- Aim of the task:
Extract the complete listing and repeat it word for word.

- Data for review:

»»

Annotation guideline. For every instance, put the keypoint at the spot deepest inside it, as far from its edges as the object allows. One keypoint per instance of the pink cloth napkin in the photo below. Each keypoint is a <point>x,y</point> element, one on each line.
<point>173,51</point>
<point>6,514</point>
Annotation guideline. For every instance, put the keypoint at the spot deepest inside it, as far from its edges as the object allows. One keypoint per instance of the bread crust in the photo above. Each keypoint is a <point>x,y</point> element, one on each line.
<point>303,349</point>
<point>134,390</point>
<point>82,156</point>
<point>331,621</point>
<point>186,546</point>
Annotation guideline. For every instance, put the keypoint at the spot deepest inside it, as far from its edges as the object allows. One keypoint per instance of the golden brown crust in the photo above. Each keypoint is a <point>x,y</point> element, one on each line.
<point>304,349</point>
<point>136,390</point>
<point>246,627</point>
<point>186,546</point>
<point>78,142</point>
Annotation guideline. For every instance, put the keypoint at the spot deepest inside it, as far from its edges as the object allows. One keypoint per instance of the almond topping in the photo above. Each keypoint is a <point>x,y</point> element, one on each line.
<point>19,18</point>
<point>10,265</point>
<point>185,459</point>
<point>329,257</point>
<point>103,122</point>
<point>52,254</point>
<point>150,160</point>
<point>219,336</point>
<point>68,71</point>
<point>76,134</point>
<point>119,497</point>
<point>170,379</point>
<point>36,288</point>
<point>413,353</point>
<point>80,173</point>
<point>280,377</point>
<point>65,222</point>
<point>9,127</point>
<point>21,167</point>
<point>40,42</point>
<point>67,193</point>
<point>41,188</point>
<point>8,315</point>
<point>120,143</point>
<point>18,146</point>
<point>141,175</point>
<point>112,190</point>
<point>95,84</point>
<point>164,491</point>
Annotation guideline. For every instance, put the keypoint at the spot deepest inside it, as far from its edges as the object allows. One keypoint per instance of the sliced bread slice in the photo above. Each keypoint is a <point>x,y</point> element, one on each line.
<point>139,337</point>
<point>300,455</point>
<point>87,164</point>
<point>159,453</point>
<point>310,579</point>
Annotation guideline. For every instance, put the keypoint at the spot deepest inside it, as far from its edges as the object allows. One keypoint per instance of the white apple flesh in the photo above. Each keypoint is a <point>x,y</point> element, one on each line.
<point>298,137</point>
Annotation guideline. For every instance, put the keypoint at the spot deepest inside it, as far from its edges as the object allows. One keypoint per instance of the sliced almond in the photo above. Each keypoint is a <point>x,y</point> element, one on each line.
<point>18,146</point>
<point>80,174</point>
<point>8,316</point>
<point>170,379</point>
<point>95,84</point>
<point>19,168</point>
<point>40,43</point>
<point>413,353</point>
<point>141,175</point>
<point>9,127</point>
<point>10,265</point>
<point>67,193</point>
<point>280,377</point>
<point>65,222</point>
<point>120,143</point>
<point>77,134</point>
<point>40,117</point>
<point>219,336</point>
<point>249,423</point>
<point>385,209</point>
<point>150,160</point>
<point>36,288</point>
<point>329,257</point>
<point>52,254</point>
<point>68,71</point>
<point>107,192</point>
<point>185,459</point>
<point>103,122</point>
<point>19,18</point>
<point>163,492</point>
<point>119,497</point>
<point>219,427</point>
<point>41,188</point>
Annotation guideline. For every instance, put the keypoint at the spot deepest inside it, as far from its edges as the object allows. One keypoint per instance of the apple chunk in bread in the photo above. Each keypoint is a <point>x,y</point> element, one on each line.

««

- Written answer:
Annotation guideline. For every instance, put the keypoint at the spot deepest inside it, as far from its edges as the object allows. One keypoint per instance of the pink cloth napkin in the photo below. Each keypoint is a <point>x,y</point> element, one on each line.
<point>173,51</point>
<point>6,514</point>
Annotation guideline. For every instance, put the keypoint at the spot deepest inside it, as far from its edges as the object allows. One keypoint per instance of the bread crust in the photo above. Each keypoint is a <point>x,y</point> element, one on each line.
<point>303,349</point>
<point>134,390</point>
<point>82,156</point>
<point>331,621</point>
<point>186,546</point>
Annotation guideline. For every instance, put the keypoint at the spot deepest inside it, as far from its edges as the object allows. One keypoint per instance of the golden brown crust in the photo above. Each keypoint is a <point>x,y</point> element, one on each line.
<point>304,349</point>
<point>136,390</point>
<point>246,627</point>
<point>186,546</point>
<point>78,142</point>
Annotation guideline. For every instance, put the keypoint at the spot deepest inside it, as far from its edges as the object allows. One keypoint per instance of the almond topping in the photo above. Each keypoint is a <point>x,y</point> element, one on each line.
<point>19,18</point>
<point>10,265</point>
<point>185,459</point>
<point>329,257</point>
<point>103,122</point>
<point>52,254</point>
<point>150,160</point>
<point>219,336</point>
<point>68,71</point>
<point>76,134</point>
<point>119,497</point>
<point>170,379</point>
<point>36,288</point>
<point>413,353</point>
<point>80,173</point>
<point>280,377</point>
<point>65,222</point>
<point>9,127</point>
<point>21,167</point>
<point>40,42</point>
<point>67,193</point>
<point>41,188</point>
<point>8,315</point>
<point>120,143</point>
<point>18,146</point>
<point>141,175</point>
<point>112,190</point>
<point>95,84</point>
<point>164,491</point>
Annotation guideline. For every instance, put the keypoint at the spot deepest inside it, as far from its edges as the object allows. One keypoint per instance of the sliced bread slice in the photo above. Each keypoint is a <point>x,y</point> element, one on each line.
<point>139,337</point>
<point>300,455</point>
<point>87,164</point>
<point>159,453</point>
<point>310,579</point>
Annotation guideline. For every instance, put the keypoint at the spot deepest inside it, as far from its edges as the object allows. One keypoint per instance of the white apple flesh in the photo above. Each keypoint is a <point>x,y</point> element, one on each line.
<point>298,137</point>
Annotation guideline. For every instance, put the keypoint at the spot deepest inside it, as far from its edges as the object allows. One keypoint per instance of the sliced almond in the photo above. Each keypoint is a <point>x,y</point> element, one on each line.
<point>18,146</point>
<point>80,174</point>
<point>8,316</point>
<point>170,379</point>
<point>95,84</point>
<point>19,168</point>
<point>40,43</point>
<point>413,353</point>
<point>141,175</point>
<point>9,127</point>
<point>10,265</point>
<point>67,193</point>
<point>280,377</point>
<point>65,222</point>
<point>120,143</point>
<point>77,134</point>
<point>40,117</point>
<point>219,336</point>
<point>249,423</point>
<point>385,209</point>
<point>150,160</point>
<point>36,288</point>
<point>329,257</point>
<point>52,254</point>
<point>68,71</point>
<point>107,192</point>
<point>185,459</point>
<point>103,122</point>
<point>19,18</point>
<point>163,492</point>
<point>119,497</point>
<point>219,427</point>
<point>41,188</point>
Annotation guideline. For every instance, put the keypoint at the spot deepest inside it, as far from its edges as the object allows. One keypoint per instance of the apple chunk in bread in the photo above. Each keypoint is a <point>x,y</point> element, one on each line.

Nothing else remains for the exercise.